## Wymagania zadania
Przepisz fragment tekstu o rejsie muzyków, zaczynając od „Próby w pralni, koncerty” i idąc dalej aż do „portowych miastach Europy.”, ale zamień „Narodowej Orkiestry Symfonicznej” na „Polskiej Orkiestry Kameralnej”.

## Cytowany fragment
::::::

Wydarzenia
kategoria: Tylko PR SA

Pożeganie z Fryderykiem

29.09.2010 16:21

Próby w pralni, koncerty w pięknych wnętrzach, sztorm i wspinaczki  po masztach - to oststanie przygody muzyków Narodowej Orkiestry Symfonicznej Polskiego Radia z Katowic podczas rejsu "Darem Młodzieży".

Fot. Agnieszka Malatyńska-Stankiewicz

Wszystko co piękne musi się skończyć. Dobiegła więc końca niezwykła eskapada muzyków z Narodowej Orkiestry Symfonicznej, którzy pływając na pokładzie "Daru Mlodzieży" dawali koncerty chopinowskie w różnych portowych miastach Europy.

::::::

## Dostarczone dane
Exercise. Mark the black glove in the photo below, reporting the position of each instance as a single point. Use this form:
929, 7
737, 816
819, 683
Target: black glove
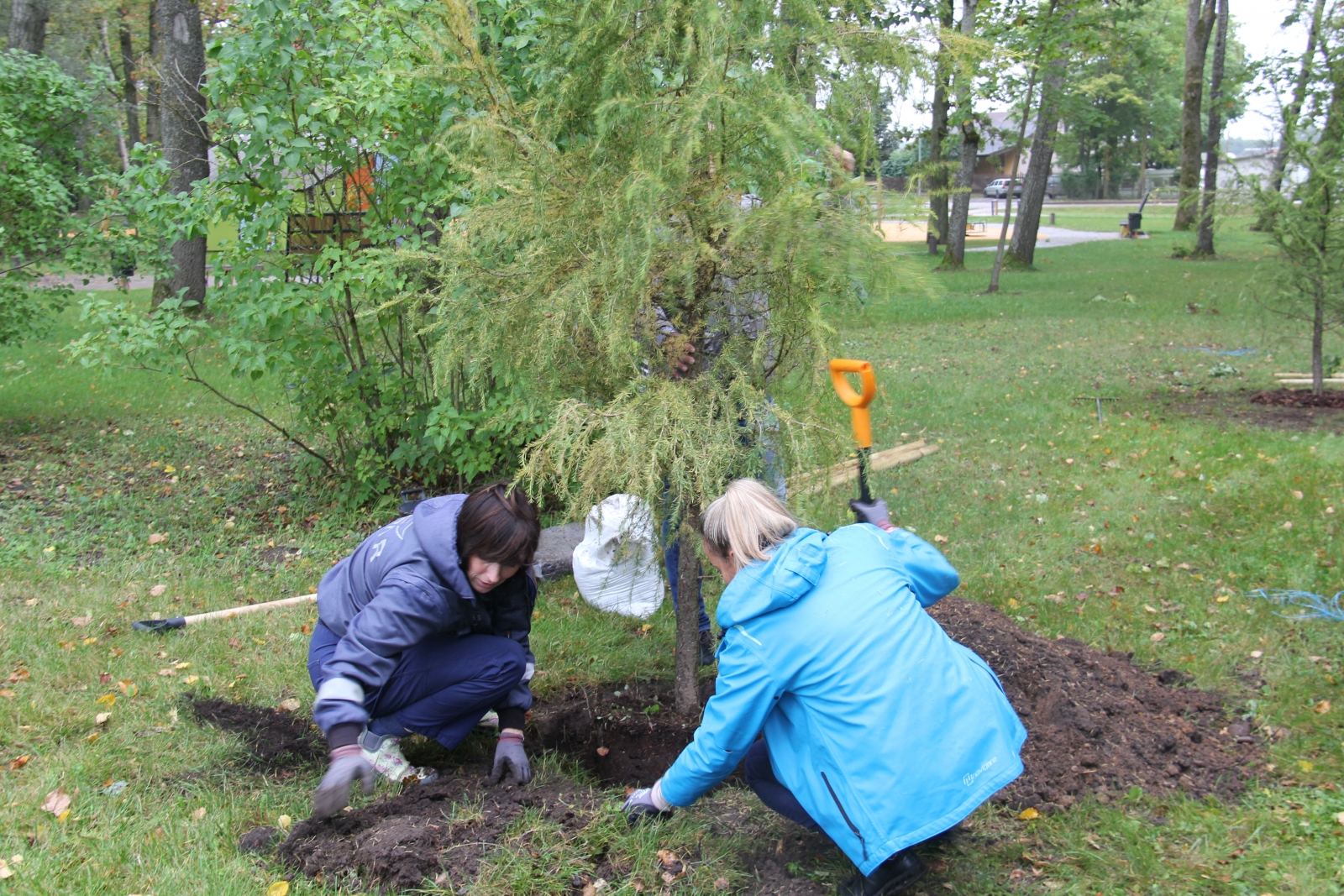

::::::

## Odpowiedź do zadania
Próby w pralni, koncerty w pięknych wnętrzach, sztorm i wspinaczki  po masztach - to oststanie przygody muzyków Polskiej Orkiestry Kameralnej Polskiego Radia z Katowic podczas rejsu "Darem Młodzieży".

Fot. Agnieszka Malatyńska-Stankiewicz

Wszystko co piękne musi się skończyć. Dobiegła więc końca niezwykła eskapada muzyków z Polskiej Orkiestry Kameralnej, którzy pływając na pokładzie "Daru Mlodzieży" dawali koncerty chopinowskie w różnych portowych miastach Europy.